* **Problem description**
Whenever a line of the listing contains the string "background", return that line.
┌──
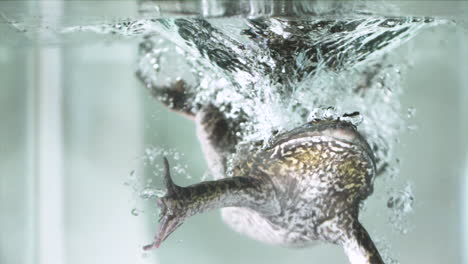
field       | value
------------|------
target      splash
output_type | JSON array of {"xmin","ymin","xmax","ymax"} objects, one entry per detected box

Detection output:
[{"xmin": 135, "ymin": 14, "xmax": 444, "ymax": 177}]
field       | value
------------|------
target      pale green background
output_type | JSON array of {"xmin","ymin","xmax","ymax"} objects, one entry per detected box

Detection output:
[{"xmin": 1, "ymin": 1, "xmax": 468, "ymax": 264}]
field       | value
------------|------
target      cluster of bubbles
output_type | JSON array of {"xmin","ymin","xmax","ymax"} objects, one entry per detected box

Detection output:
[
  {"xmin": 124, "ymin": 147, "xmax": 190, "ymax": 217},
  {"xmin": 135, "ymin": 14, "xmax": 443, "ymax": 177},
  {"xmin": 387, "ymin": 183, "xmax": 415, "ymax": 234}
]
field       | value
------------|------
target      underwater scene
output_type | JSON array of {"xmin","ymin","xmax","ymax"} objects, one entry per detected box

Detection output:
[{"xmin": 1, "ymin": 1, "xmax": 468, "ymax": 264}]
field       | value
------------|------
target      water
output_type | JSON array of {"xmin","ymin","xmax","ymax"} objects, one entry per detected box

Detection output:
[{"xmin": 0, "ymin": 1, "xmax": 467, "ymax": 264}]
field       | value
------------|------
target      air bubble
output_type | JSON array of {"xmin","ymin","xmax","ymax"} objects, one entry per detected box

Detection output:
[
  {"xmin": 131, "ymin": 208, "xmax": 142, "ymax": 216},
  {"xmin": 141, "ymin": 252, "xmax": 150, "ymax": 259},
  {"xmin": 407, "ymin": 107, "xmax": 416, "ymax": 118},
  {"xmin": 139, "ymin": 187, "xmax": 166, "ymax": 200},
  {"xmin": 387, "ymin": 185, "xmax": 414, "ymax": 213},
  {"xmin": 387, "ymin": 184, "xmax": 414, "ymax": 234}
]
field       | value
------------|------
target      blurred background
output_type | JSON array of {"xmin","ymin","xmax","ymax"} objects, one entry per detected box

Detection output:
[{"xmin": 0, "ymin": 1, "xmax": 467, "ymax": 264}]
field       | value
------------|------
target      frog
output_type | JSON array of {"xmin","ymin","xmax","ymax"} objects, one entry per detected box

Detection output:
[{"xmin": 136, "ymin": 73, "xmax": 384, "ymax": 264}]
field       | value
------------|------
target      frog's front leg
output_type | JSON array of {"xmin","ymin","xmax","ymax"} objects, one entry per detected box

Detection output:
[
  {"xmin": 195, "ymin": 104, "xmax": 242, "ymax": 179},
  {"xmin": 143, "ymin": 157, "xmax": 279, "ymax": 250},
  {"xmin": 136, "ymin": 70, "xmax": 195, "ymax": 119}
]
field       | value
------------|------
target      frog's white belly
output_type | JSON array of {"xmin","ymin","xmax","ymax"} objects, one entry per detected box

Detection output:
[{"xmin": 221, "ymin": 207, "xmax": 319, "ymax": 247}]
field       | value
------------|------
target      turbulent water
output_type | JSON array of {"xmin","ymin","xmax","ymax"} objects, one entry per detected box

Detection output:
[
  {"xmin": 134, "ymin": 15, "xmax": 442, "ymax": 176},
  {"xmin": 12, "ymin": 10, "xmax": 442, "ymax": 176}
]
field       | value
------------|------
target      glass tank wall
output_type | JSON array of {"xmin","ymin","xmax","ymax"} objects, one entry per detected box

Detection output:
[{"xmin": 0, "ymin": 1, "xmax": 467, "ymax": 264}]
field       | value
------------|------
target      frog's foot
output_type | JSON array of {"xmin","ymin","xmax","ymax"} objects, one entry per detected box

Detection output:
[
  {"xmin": 142, "ymin": 198, "xmax": 183, "ymax": 250},
  {"xmin": 136, "ymin": 70, "xmax": 195, "ymax": 118},
  {"xmin": 143, "ymin": 157, "xmax": 186, "ymax": 250}
]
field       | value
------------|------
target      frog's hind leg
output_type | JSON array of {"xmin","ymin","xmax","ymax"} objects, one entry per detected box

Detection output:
[
  {"xmin": 136, "ymin": 70, "xmax": 195, "ymax": 119},
  {"xmin": 143, "ymin": 157, "xmax": 279, "ymax": 250}
]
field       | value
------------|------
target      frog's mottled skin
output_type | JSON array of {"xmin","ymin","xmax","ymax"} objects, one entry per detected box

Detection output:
[{"xmin": 137, "ymin": 74, "xmax": 384, "ymax": 264}]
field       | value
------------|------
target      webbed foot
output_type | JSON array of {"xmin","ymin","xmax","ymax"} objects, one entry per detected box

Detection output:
[{"xmin": 143, "ymin": 157, "xmax": 187, "ymax": 250}]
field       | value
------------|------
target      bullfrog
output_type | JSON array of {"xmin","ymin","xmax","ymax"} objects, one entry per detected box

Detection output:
[{"xmin": 136, "ymin": 75, "xmax": 384, "ymax": 264}]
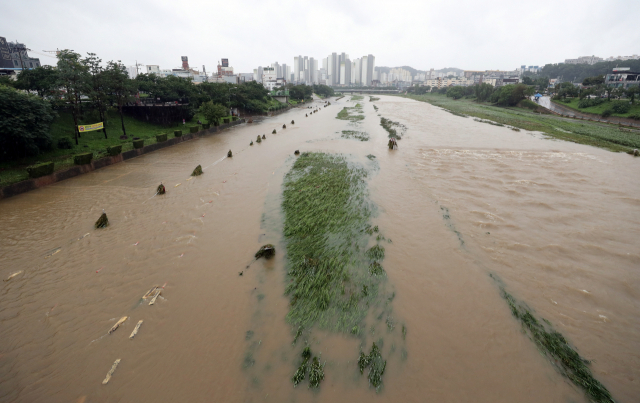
└──
* **Solution for this problem**
target      pale green background
target      blurred background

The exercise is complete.